Consignes et exigences: Recopiez à l'identique le passage de l'extrait sur Cyril Attrazic qui va de « Mais le restaurant » jusqu'à « sourire leurs hôtes. » inclus.
━━━ Extrait ━━━
Cyril Attrazic, seul étoilé Michelin de la Lozère, assume une cuisine identitaire singulière

L’enfant du pays d’Aubrac assume une cuisine de viandes d’exception. Il partage la passion de son territoire avec une cuisine singulière, créative, voire déroutante. Cela lui a valu une deuxième étoile Michelin en mars 2023.

 

Sur le chemin de Compostelle, à 1 000 mètres d’altitude, il y a une halte à Aumont-Aubrac, au nord de la Lozère. L’hôtel « Chez Camillou » dirigé avec maestria par David Arnal, cousin du chef Cyril Attrazic, dispose d’un trésor : un restaurant doublement étoilé Michelin. Pour quelques pèlerins qui n’ont pas fait vœu d’ascèse, c’est le réconfort après l’effort.

 

Mais le restaurant éponyme « Cyril Attrazic » jouit d’une renommée internationale, car il assume une identité culinaire singulière, originale, voire déroutante. En Lozère, c’est la seule table étoilée. Elle affiche complet du jeudi au dimanche soir.

 

© Cyril Attrazic

 

Cyril, quatrième génération, et sa femme Karine sont aux commandes de cette belle maison. Ils accueillent avec un grand sourire leurs hôtes.

 

« Dans un monde où la cuisine se végétalise, l’Aubrac reste une terre d’élevage, de petites exploitations. C’est à travers notre sélection de produits locaux que nous partageons notre passion pour notre territoire », nous dit en guise d’introduction Cyril Attrazic qui nous reçoit à l’improviste dans ses cuisines.

 

Ici les assiettes sont plutôt marquées « viande ». Végétariens et végans s’abstenir. Quoique les petits légumes qui peuvent remplacer l’aligot – le plat emblématique de l’Aubrac – sont délicieusement croquants et savoureux.

 

Mais attention, pas n’importe quelle viande ! Le chef aumonais nous explique : « A l’heure où l’on parle d’écologie responsable, ici, en Aubrac, on développe notre écologie sur le bœuf. Savez-vous que lorsque l’on mange du bœuf on mange principalement de la vache ? Elles ont en général entre 3 et 14 ans et ont vêlé cinq ou six fois. Ce n’est pas la meilleure viande ! La France est un pays qui met au monde des veaux, mais les exporte notamment en Allemagne et en Italie. Je préfère travailler sur un veau que l’on castre qui a entre deux ans et demi et trois ans d’âge. Il est nettement plus gouteux et tendre. »
━━━ Matériau ━━━
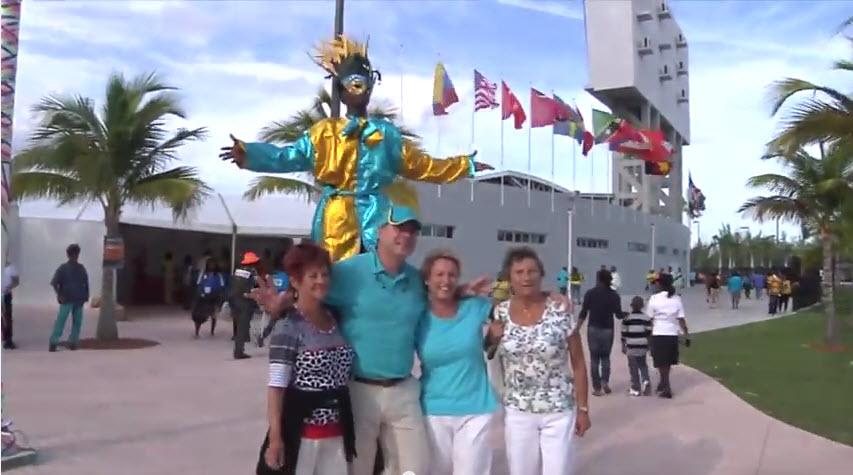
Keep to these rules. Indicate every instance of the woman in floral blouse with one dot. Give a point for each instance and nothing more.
(541, 355)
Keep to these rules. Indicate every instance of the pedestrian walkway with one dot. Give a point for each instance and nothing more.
(186, 407)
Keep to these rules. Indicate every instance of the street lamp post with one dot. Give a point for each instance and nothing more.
(745, 229)
(339, 30)
(654, 245)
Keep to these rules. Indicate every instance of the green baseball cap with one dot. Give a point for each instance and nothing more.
(399, 215)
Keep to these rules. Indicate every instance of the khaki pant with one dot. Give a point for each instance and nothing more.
(392, 415)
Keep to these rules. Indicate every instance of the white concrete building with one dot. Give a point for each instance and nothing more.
(638, 66)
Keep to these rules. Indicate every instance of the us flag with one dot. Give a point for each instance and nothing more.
(484, 92)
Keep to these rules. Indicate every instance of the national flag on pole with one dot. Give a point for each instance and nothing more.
(570, 123)
(628, 140)
(695, 199)
(604, 125)
(511, 106)
(644, 144)
(443, 93)
(543, 110)
(485, 92)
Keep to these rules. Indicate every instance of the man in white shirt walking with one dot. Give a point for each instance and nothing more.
(10, 281)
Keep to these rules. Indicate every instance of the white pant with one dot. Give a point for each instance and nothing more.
(539, 443)
(392, 415)
(321, 457)
(460, 444)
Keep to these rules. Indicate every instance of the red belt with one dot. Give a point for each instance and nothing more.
(385, 383)
(311, 431)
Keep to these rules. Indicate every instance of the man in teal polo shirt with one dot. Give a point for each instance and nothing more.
(381, 298)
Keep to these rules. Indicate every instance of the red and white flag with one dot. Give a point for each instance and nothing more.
(485, 92)
(511, 106)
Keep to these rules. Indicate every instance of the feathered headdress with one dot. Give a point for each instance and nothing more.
(342, 56)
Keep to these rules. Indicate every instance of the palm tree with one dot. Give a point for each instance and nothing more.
(115, 157)
(813, 193)
(826, 117)
(290, 130)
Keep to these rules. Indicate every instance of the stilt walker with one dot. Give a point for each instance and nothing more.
(353, 158)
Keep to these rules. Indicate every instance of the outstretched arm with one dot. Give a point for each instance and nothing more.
(268, 158)
(415, 164)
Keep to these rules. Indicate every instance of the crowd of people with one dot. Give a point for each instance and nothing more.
(342, 350)
(780, 286)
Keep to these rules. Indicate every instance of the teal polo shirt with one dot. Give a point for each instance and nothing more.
(379, 314)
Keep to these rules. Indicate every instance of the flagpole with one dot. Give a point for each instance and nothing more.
(503, 169)
(574, 157)
(438, 126)
(402, 71)
(529, 144)
(574, 168)
(592, 183)
(473, 115)
(553, 176)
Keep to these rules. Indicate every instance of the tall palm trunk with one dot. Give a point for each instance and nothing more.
(107, 328)
(827, 296)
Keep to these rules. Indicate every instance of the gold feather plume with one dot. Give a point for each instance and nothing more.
(329, 54)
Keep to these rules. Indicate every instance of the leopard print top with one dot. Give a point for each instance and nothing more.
(306, 358)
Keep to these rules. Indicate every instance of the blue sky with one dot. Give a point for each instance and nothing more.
(241, 65)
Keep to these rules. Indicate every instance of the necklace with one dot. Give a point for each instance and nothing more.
(319, 320)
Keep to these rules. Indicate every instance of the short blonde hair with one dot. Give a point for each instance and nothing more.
(436, 255)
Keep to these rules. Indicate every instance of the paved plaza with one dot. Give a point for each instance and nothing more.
(186, 407)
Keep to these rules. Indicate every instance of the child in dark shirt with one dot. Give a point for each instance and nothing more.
(636, 330)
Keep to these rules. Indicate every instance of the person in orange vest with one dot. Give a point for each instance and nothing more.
(245, 279)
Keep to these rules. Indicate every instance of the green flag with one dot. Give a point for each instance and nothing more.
(603, 125)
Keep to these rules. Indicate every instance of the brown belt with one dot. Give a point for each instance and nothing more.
(385, 383)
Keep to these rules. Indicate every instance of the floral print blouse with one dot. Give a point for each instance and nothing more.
(535, 361)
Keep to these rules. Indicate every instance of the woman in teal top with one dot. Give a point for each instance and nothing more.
(457, 398)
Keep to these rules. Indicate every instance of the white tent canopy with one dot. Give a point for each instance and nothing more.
(275, 215)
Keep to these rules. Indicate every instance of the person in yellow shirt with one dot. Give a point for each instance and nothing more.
(500, 289)
(774, 291)
(651, 277)
(786, 295)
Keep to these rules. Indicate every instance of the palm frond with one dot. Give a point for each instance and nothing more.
(290, 130)
(269, 185)
(772, 207)
(843, 65)
(64, 115)
(179, 188)
(776, 183)
(47, 184)
(813, 122)
(781, 91)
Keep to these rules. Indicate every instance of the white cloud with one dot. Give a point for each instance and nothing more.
(563, 9)
(229, 92)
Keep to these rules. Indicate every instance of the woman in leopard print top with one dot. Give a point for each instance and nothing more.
(310, 416)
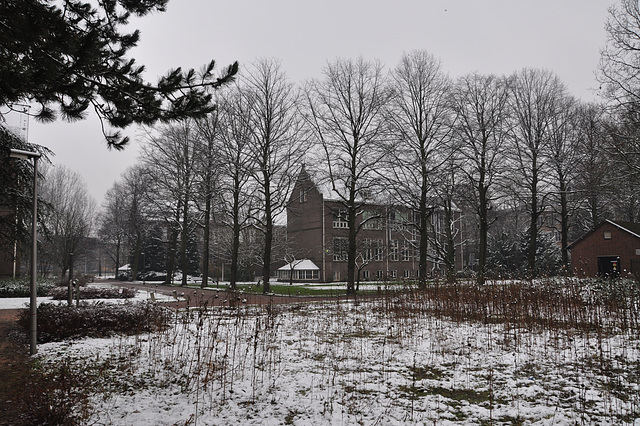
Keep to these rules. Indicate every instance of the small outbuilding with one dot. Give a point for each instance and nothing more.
(611, 249)
(302, 270)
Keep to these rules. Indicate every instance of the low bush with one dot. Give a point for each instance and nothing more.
(59, 322)
(60, 293)
(22, 288)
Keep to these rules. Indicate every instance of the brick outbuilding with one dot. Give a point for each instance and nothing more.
(611, 249)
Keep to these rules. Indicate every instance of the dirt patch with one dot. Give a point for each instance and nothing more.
(14, 369)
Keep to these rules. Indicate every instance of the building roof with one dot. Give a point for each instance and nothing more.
(629, 227)
(300, 265)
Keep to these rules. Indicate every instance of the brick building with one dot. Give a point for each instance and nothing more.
(317, 230)
(611, 249)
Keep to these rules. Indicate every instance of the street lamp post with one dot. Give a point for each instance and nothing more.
(17, 153)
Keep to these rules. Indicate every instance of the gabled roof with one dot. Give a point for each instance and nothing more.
(300, 265)
(629, 227)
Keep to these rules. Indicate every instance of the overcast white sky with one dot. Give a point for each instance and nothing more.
(488, 36)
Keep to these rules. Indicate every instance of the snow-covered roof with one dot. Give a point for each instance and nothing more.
(300, 265)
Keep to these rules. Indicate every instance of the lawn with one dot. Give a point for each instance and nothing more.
(508, 353)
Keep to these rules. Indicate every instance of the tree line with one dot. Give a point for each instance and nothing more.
(489, 145)
(486, 144)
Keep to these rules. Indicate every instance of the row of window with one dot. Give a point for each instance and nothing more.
(298, 275)
(379, 275)
(373, 250)
(373, 220)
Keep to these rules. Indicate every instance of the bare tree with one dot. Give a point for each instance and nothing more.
(480, 104)
(113, 223)
(563, 160)
(421, 120)
(70, 215)
(276, 144)
(208, 170)
(236, 187)
(620, 59)
(345, 113)
(535, 97)
(170, 157)
(135, 188)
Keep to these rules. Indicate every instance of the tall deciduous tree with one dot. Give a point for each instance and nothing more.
(171, 157)
(74, 55)
(563, 160)
(620, 59)
(535, 103)
(207, 175)
(69, 217)
(480, 103)
(276, 145)
(236, 187)
(421, 120)
(136, 186)
(113, 223)
(346, 113)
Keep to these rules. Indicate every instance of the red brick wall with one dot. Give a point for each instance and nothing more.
(585, 253)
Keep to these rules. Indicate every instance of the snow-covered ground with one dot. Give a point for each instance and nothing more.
(23, 302)
(372, 363)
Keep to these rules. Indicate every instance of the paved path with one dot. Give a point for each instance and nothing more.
(218, 296)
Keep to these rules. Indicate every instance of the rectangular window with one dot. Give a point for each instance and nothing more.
(340, 247)
(371, 220)
(367, 250)
(340, 219)
(406, 251)
(378, 251)
(393, 251)
(397, 220)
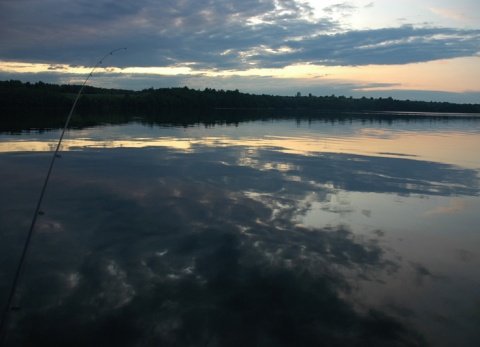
━━━
Résultat ci-dessous:
Mais le restaurant éponyme « Cyril Attrazic » jouit d’une renommée internationale, car il assume une identité culinaire singulière, originale, voire déroutante. En Lozère, c’est la seule table étoilée. Elle affiche complet du jeudi au dimanche soir.

 

© Cyril Attrazic

 

Cyril, quatrième génération, et sa femme Karine sont aux commandes de cette belle maison. Ils accueillent avec un grand sourire leurs hôtes.